(Passage)
---
Monday, 18 November 2013

Advent: An experience of Eucharist

Advent is fast approaching and with it signifies the end of the Year of Faith. It is a great time of year to look back on our faith journey over the last twelve months as well as to prepare well for the celebration of the birth of Christ. Eucharistic is essential to our lives as disciples of Jesus Christ. It is Eucharistic which binds us together as one family, one body with Christ as the head. The Year of Faith saw many initiatives in parishes around the country and the World to reignite the flame of faith in us all, however, this was just the beginning. It was a time which allowed us to focus on our faith and what it means to us as individuals and as a community. The Year of Faith brought us a new Pope who from his first words has been a living embodiment of faith, faith in action. It is up to us, within our Faith Communities, to fuel and fan this flame of faith.

To help us reflect and to plan. I am republishing a series of reflections on St. Francis and the Eucharist, that we produced for the IEC. The first of these is 'Eucharist as a continual self emptying'. Each reflection is accompanied by a question to help guide us to greater 'communion with Christ and with one another' so that we have the opportunity to 'become what we receive'.

Part 1: Eucharist as a continual self-emptying


‘The Most High Father made know from heaven, through his Holy Angel Gabriel, this Word of the Father – so worthy, so holy and glorious – in the womb of the holy and glorious Virgin Mary, from whose womb He received the flesh of our humanity and frailty. Though He was rich, He wished, together with the Most Blessed Virgin, His mother, to choose poverty in the world beyond all else’ (Later Admonition, 2-6).
---
(Material provided)

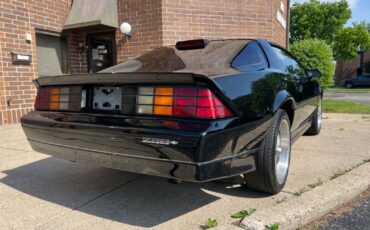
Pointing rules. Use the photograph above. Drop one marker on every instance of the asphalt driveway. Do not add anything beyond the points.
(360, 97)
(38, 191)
---
(To-do list)
a) Answer these about the Advent post, one line each:
(i) Advent's approach marks the end of what?
(ii) For what were the reflections on St. Francis and the Eucharist first produced?
(iii) In the quoted admonition, through whom did the Most High Father make the Word known?
b) Copy everything from "Advent is fast" down to "flame of faith." in the Advent post, putting "fifty-two weeks" in place of "twelve months".

(Answers for the tasks)
a)
(i) The Year of Faith
(ii) The IEC
(iii) His Holy Angel Gabriel

b)
Advent is fast approaching and with it signifies the end of the Year of Faith. It is a great time of year to look back on our faith journey over the last fifty-two weeks as well as to prepare well for the celebration of the birth of Christ. Eucharistic is essential to our lives as disciples of Jesus Christ. It is Eucharistic which binds us together as one family, one body with Christ as the head. The Year of Faith saw many initiatives in parishes around the country and the World to reignite the flame of faith in us all, however, this was just the beginning. It was a time which allowed us to focus on our faith and what it means to us as individuals and as a community. The Year of Faith brought us a new Pope who from his first words has been a living embodiment of faith, faith in action. It is up to us, within our Faith Communities, to fuel and fan this flame of faith.